TASK: Convert every line of the material below into a Markdown table with the columns "Row" and "Entry," numbering the rows and skipping blank lines. Leave the pictures out of the table.

[Image point annotation entries]

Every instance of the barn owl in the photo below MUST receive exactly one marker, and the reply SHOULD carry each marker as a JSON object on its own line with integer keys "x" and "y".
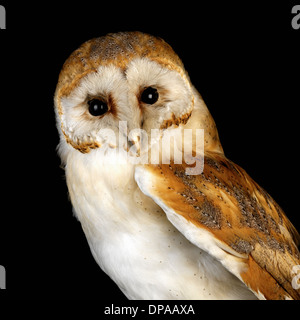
{"x": 158, "y": 232}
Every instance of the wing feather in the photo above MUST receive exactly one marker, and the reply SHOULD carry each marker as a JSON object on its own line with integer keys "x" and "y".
{"x": 225, "y": 212}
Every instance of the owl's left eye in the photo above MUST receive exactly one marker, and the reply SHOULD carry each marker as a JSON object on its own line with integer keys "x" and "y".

ANSWER TO THIS TASK:
| Row | Entry |
|---|---|
| 1 | Every instance of the barn owl in the photo below MUST receive exactly one marker, and the reply SHOULD carry each marker as a JSON object on its own line with integer keys "x" and "y". |
| 2 | {"x": 158, "y": 232} |
| 3 | Every instance of the wing feather in the photo above MUST receive exactly one marker, and the reply SHOULD carry each marker as a JSON object on its own line with integer keys "x" and "y". |
| 4 | {"x": 225, "y": 212} |
| 5 | Every instance of the owl's left eye in the photo above MUST receive exactly one marker, and the reply SHOULD carry each marker as a JSON object on its own line with integer keys "x" and "y". |